**Exercises:**
A. In the list of low-calorie drinks, quote the passage starting at "1. Vodka Soda" and ending at "your white shorts.".
B. Answer these from the list of low-calorie drinks:
(i) How many calories are in one shot of vodka?
(ii) How many calories does a regular margarita at most bars run for 8 ounces?
(iii) How many calories does a skinny margarita run per drink?
C. Write what follows in the list of low-calorie drinks, picking up after its final sentence.

---- Source document

1. Vodka Soda With Lime
This is the holy grail of the basic bitch drink. Sorry, but there is a reason. Soda water has 0 calories, so you’re just drinking the vodka cals, and the lime totally disguises the taste of the vodka. There are only 60 calories in one shot of vodka, so assuming one drink is like a shot and a half, we’re looking at about 90 calories per drink, so you can get hammered guilt-free. Bonus tip? It’s clear, so when you get sloppy as fuck, you’re at least not sloshing something colored all over your white shorts.
2. Skinny Margarita
A regular margarita at most *shitty* bars is a nasty, syrupy, pre-mixed abomination that will run you 455 calories for 8 ounces, and I am not fucking kidding. This is a horrible bastardization of what a ~real~ margarita is supposed to be: tequila, lime, agave, and sometimes a dash of OJ or soda water. But fear not. You can still force the bartender to make you a real marg by ordering it “skinny”. It sounds douchey to order, but this is what margaritas are supposed to be made with and will only run you 100 calories a drink. It won’t be overly sweet and disgusting and it won’t set you back too many calories. Order it on the rocks with salt like a goddamn adult.

--------
---- Data provided

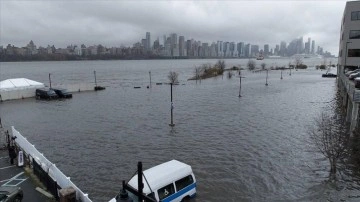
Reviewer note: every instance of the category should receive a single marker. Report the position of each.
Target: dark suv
(45, 93)
(62, 93)
(11, 194)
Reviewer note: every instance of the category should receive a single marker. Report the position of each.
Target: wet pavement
(12, 175)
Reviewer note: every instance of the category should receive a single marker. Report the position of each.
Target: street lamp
(346, 53)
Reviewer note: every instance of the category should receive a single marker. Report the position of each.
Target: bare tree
(251, 64)
(198, 72)
(263, 65)
(229, 74)
(173, 77)
(220, 64)
(330, 137)
(298, 61)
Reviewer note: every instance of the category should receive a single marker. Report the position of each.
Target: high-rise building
(241, 49)
(254, 50)
(247, 50)
(266, 50)
(282, 51)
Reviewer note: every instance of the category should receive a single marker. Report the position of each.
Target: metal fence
(47, 172)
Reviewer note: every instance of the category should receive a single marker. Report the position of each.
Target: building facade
(349, 58)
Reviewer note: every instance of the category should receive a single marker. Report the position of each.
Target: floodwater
(252, 148)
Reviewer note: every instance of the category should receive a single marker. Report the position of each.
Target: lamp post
(346, 53)
(150, 78)
(267, 72)
(50, 79)
(240, 82)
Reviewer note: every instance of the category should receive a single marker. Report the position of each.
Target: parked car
(354, 75)
(329, 75)
(351, 72)
(11, 194)
(62, 93)
(45, 93)
(357, 82)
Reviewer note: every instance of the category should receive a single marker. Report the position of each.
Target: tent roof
(19, 83)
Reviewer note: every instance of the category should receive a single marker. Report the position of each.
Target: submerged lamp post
(50, 80)
(240, 82)
(150, 78)
(346, 53)
(172, 107)
(95, 78)
(267, 72)
(140, 182)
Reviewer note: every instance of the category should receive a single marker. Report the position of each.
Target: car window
(2, 196)
(166, 191)
(184, 182)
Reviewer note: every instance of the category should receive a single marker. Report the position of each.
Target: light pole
(346, 53)
(95, 79)
(172, 107)
(50, 80)
(240, 82)
(267, 72)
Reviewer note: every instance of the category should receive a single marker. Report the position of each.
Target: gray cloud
(115, 23)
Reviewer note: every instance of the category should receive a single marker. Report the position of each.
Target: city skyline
(114, 23)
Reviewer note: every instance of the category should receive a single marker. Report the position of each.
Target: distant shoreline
(37, 58)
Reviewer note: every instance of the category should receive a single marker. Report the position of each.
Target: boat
(260, 57)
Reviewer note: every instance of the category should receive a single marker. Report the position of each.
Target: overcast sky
(115, 23)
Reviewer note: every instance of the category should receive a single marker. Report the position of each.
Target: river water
(253, 148)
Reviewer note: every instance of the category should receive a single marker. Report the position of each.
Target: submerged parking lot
(11, 175)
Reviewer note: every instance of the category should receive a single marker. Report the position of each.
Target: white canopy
(12, 84)
(18, 88)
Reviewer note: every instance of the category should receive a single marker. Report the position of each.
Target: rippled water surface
(253, 148)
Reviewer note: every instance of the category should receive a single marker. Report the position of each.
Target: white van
(169, 181)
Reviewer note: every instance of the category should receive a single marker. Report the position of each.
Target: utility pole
(172, 107)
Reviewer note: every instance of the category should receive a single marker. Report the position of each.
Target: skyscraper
(266, 50)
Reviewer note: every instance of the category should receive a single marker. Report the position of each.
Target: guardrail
(31, 152)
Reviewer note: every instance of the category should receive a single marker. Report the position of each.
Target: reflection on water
(253, 148)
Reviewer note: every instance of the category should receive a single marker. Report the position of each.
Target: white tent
(19, 88)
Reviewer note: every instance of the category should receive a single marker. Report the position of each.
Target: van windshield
(135, 198)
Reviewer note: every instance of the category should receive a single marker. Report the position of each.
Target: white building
(349, 47)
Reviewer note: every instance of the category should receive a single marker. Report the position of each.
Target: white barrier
(62, 180)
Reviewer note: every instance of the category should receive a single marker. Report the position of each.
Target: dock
(12, 175)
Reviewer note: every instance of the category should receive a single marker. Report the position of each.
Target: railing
(349, 85)
(62, 180)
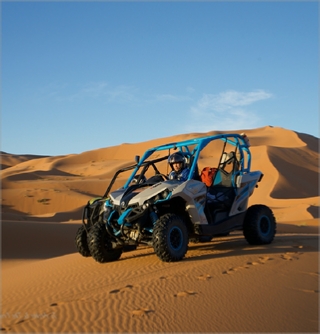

--------

**Task results:**
A.
1. Vodka Soda With Lime
This is the holy grail of the basic bitch drink. Sorry, but there is a reason. Soda water has 0 calories, so you’re just drinking the vodka cals, and the lime totally disguises the taste of the vodka. There are only 60 calories in one shot of vodka, so assuming one drink is like a shot and a half, we’re looking at about 90 calories per drink, so you can get hammered guilt-free. Bonus tip? It’s clear, so when you get sloppy as fuck, you’re at least not sloshing something colored all over your white shorts.

B.
(i) 60 calories
(ii) 455 calories
(iii) 100 calories

C.
3. Gin & Tonic
For most low-cal drinks, you want as few ingredients as possible. A gin and tonic is a classic that they have everywhere that will only run you 150 calories per drink. If you can’t stand the taste of gin (fair), add lime to disguise the alcohol. Bonus points if the bar has diet tonic, which is zero calories, and now you’re looking at a 90 cal drink for just the alcohol.
A Paloma is so refreshing and summery, and it’s only 160 calories. It’s made with tequila, soda, grapefruit juice, and lime. It’s a safe choice to order if you want to mix it up, and it isn’t loaded with sugar or calories so you won’t feel like a dehydrated sugar monster if you pound these for hours on end.
This is my new favorite brunch option, but really it can be drunk always. A champear is just champagne with a splash of pear juice, and it is fucking amazing. The pear juice is so minimal that it’ll only run you 18 calories, and a glass of champagne is only 90 calories. It’s classy af and delicious, and way better than mimosas so do this for your next day drinking excursion and be guilt-free.